» **Tarefa 1**: Segundo o trecho, com que idade a mãe morreu?
» **Tarefa 2**: Resuma o parágrafo do trecho que começa com "Com apenas oito anos de idade", mantendo seus fatos principais.
» **Tarefa 3**: Transcreva palavra por palavra a parte do trecho que começa em "Mais uma vez, infelizmente, esses" e termina em "a primeira canção!".

» **Trecho fornecido**:
'''

Mais uma vez, infelizmente, esses dias coloridos ficaram mais cinzentos, em mais um golpe que a vida te deu. Tua mãe foi acometida de uma doença grave, não diagnosticada. Em consequência disso, ela ficou cega e morreu ainda muito jovem, aos 25 anos.

Com apenas oito anos de idade, ainda criança tiveste que enfrentar situações difíceis como se fosse um adulto. Depois da morte da mãe, ficaste morando sozinho na pequena cabana. Apesar da imensa saudade que sentias de tua mãe, era preciso continuar tua luta, tua vida. Ordenhavas vacas, colhias algodão, ias à escola. Teus dias ficaram mais iluminados quando ganhastes uma antecipação de salário do dono da fazenda e, com o dinheiro extra, conseguiste comprar tua primeira guitarra. Com mais alguns centavos de dólar, conseguiste comprar também um método de guitarra. Quanta alegria nasceu e teu coração quando começaste a dedilhar a primeira canção!

'''

» **Registros do conjunto**:
'''

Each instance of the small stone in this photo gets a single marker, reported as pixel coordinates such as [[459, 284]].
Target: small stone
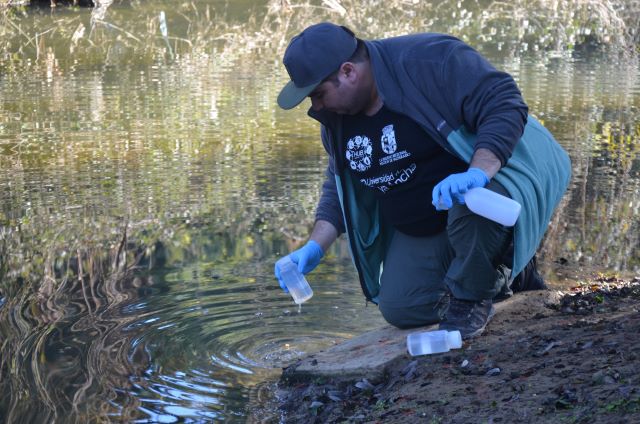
[[493, 372], [364, 384]]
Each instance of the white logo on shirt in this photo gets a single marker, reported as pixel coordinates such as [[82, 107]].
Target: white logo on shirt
[[359, 153], [388, 140]]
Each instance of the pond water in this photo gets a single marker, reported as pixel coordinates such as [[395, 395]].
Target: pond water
[[107, 129]]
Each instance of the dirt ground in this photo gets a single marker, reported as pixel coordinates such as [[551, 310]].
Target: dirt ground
[[575, 362]]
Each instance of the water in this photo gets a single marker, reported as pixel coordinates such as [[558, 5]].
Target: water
[[213, 183]]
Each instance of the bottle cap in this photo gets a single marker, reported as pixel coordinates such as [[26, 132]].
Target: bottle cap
[[454, 339]]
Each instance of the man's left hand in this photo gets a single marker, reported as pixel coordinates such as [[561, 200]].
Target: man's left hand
[[454, 187]]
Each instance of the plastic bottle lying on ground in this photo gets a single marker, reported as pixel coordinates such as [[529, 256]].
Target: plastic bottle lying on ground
[[428, 342]]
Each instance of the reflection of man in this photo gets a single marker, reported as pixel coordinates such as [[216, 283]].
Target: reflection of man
[[410, 122]]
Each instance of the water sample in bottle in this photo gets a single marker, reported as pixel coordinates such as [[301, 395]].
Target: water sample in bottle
[[490, 205], [428, 342], [297, 285], [493, 206]]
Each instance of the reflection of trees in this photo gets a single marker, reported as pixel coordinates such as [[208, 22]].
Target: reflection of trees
[[65, 346]]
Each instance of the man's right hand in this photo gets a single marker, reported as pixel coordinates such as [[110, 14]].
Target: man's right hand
[[307, 258]]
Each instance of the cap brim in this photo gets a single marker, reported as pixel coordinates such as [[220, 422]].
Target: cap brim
[[291, 96]]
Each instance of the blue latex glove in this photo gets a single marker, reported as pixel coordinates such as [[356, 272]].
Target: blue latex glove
[[455, 185], [307, 258]]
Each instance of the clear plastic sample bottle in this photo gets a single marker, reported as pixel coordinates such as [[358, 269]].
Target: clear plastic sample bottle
[[428, 342], [493, 206], [297, 285]]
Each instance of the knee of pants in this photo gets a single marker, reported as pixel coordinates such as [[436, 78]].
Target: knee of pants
[[413, 316]]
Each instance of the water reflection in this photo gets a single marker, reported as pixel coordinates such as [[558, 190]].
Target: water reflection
[[213, 183]]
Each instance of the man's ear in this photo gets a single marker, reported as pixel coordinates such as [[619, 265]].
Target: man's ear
[[348, 71]]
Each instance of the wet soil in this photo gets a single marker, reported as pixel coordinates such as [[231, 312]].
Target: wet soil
[[577, 361]]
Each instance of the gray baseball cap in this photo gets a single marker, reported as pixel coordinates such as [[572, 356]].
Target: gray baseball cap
[[311, 57]]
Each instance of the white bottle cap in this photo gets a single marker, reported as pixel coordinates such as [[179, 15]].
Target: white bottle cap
[[454, 339]]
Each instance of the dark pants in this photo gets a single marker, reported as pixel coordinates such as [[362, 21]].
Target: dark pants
[[467, 259]]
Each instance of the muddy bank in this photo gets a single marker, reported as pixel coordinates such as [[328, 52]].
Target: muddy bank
[[576, 360]]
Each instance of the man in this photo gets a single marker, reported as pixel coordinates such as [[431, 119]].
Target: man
[[410, 124]]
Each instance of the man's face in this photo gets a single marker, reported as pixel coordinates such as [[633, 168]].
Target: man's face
[[343, 95]]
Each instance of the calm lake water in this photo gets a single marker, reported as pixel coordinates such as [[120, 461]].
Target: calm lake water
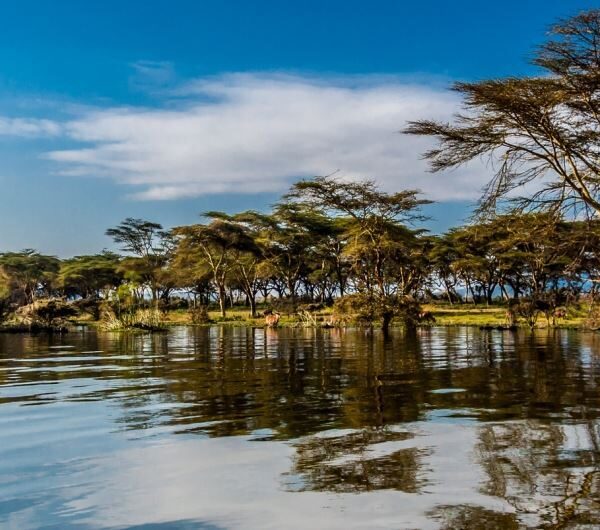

'''

» **Solução 1**: Aos 25 anos.

» **Solução 2**: Aos oito anos, depois da morte da mãe, passaste a morar sozinho na pequena cabana e, apesar da saudade, seguiste a vida: ordenhavas vacas, colhias algodão e ias à escola. Com uma antecipação de salário do dono da fazenda, compraste tua primeira guitarra e, com mais alguns centavos de dólar, um método de guitarra. Sentiste grande alegria ao dedilhar a primeira canção.

» **Solução 3**:
Mais uma vez, infelizmente, esses dias coloridos ficaram mais cinzentos, em mais um golpe que a vida te deu. Tua mãe foi acometida de uma doença grave, não diagnosticada. Em consequência disso, ela ficou cega e morreu ainda muito jovem, aos 25 anos.

Com apenas oito anos de idade, ainda criança tiveste que enfrentar situações difíceis como se fosse um adulto. Depois da morte da mãe, ficaste morando sozinho na pequena cabana. Apesar da imensa saudade que sentias de tua mãe, era preciso continuar tua luta, tua vida. Ordenhavas vacas, colhias algodão, ias à escola. Teus dias ficaram mais iluminados quando ganhastes uma antecipação de salário do dono da fazenda e, com o dinheiro extra, conseguiste comprar tua primeira guitarra. Com mais alguns centavos de dólar, conseguiste comprar também um método de guitarra. Quanta alegria nasceu e teu coração quando começaste a dedilhar a primeira canção!